┌──
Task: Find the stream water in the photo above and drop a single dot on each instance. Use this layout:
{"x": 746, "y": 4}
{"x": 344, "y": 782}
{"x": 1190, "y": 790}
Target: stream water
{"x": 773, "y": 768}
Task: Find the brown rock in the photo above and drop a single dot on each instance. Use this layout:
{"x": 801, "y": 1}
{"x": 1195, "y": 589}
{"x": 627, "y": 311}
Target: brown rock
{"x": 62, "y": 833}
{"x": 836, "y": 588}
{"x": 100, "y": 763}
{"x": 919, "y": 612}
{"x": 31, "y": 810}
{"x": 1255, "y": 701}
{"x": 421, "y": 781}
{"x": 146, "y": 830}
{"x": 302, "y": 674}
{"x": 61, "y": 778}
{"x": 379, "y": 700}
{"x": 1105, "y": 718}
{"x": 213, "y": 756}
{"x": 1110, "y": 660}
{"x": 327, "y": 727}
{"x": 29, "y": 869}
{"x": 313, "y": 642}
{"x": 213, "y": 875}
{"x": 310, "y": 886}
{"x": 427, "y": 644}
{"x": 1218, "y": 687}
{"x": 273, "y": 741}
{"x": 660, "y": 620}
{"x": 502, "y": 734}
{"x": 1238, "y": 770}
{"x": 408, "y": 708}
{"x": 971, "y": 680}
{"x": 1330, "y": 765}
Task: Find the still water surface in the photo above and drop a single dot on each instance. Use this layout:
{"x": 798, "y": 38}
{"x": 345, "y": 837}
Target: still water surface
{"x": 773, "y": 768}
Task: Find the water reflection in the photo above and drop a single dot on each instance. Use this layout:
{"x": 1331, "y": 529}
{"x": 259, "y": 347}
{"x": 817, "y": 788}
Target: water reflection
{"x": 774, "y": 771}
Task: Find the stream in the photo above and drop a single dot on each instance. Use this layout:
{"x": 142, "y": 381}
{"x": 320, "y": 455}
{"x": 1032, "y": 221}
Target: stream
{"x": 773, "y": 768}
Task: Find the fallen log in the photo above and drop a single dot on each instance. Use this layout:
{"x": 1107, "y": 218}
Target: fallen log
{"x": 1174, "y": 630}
└──
Put the lines above into a JSON list of strings, one string per line, and leave out any blank lines.

[
  "Task: Find the stream water in the photo above and drop a single dot on each instance. Use this layout:",
  "{\"x\": 746, \"y\": 4}",
  "{\"x\": 344, \"y\": 782}",
  "{\"x\": 1190, \"y\": 790}",
  "Target: stream water",
  "{\"x\": 773, \"y\": 768}",
  "Task: Find the brown rock in the photo above and drop a single dot on each instance. Use this layout:",
  "{\"x\": 801, \"y\": 1}",
  "{\"x\": 1195, \"y\": 589}",
  "{\"x\": 627, \"y\": 311}",
  "Target: brown rock",
  "{\"x\": 62, \"y\": 833}",
  "{\"x\": 836, \"y\": 588}",
  "{\"x\": 100, \"y\": 763}",
  "{\"x\": 919, \"y\": 612}",
  "{\"x\": 31, \"y\": 810}",
  "{\"x\": 1255, \"y\": 701}",
  "{\"x\": 421, \"y\": 781}",
  "{\"x\": 146, \"y\": 830}",
  "{\"x\": 302, \"y\": 674}",
  "{\"x\": 61, \"y\": 778}",
  "{\"x\": 379, \"y\": 700}",
  "{\"x\": 1105, \"y\": 718}",
  "{\"x\": 213, \"y\": 756}",
  "{\"x\": 1110, \"y\": 660}",
  "{\"x\": 327, \"y\": 727}",
  "{\"x\": 29, \"y\": 869}",
  "{\"x\": 313, \"y\": 642}",
  "{\"x\": 213, \"y\": 875}",
  "{\"x\": 310, \"y\": 886}",
  "{\"x\": 427, \"y\": 644}",
  "{\"x\": 1218, \"y\": 687}",
  "{\"x\": 273, \"y\": 741}",
  "{\"x\": 660, \"y\": 620}",
  "{\"x\": 502, \"y\": 734}",
  "{\"x\": 1238, \"y\": 770}",
  "{\"x\": 408, \"y\": 708}",
  "{\"x\": 971, \"y\": 680}",
  "{\"x\": 1330, \"y\": 765}",
  "Task: Find the still water surface in the photo above and drop a single dot on each instance. Use this layout:",
  "{\"x\": 798, \"y\": 38}",
  "{\"x\": 345, \"y\": 837}",
  "Target: still water surface",
  "{\"x\": 773, \"y\": 768}",
  "Task: Find the water reflection in the photo above and drop a single dot on each instance. Use this layout:",
  "{\"x\": 1331, \"y\": 529}",
  "{\"x\": 259, \"y\": 347}",
  "{\"x\": 817, \"y\": 788}",
  "Target: water reflection",
  "{\"x\": 774, \"y\": 771}",
  "Task: Find the stream in the photo above and drop a single dot on each instance. Use this layout:",
  "{\"x\": 142, \"y\": 381}",
  "{\"x\": 320, \"y\": 455}",
  "{\"x\": 1032, \"y\": 221}",
  "Target: stream",
  "{\"x\": 773, \"y\": 768}",
  "Task: Find the fallen log in the photo above and drop a single dot on each instance. Use this layout:",
  "{\"x\": 1107, \"y\": 218}",
  "Target: fallen log",
  "{\"x\": 1174, \"y\": 630}"
]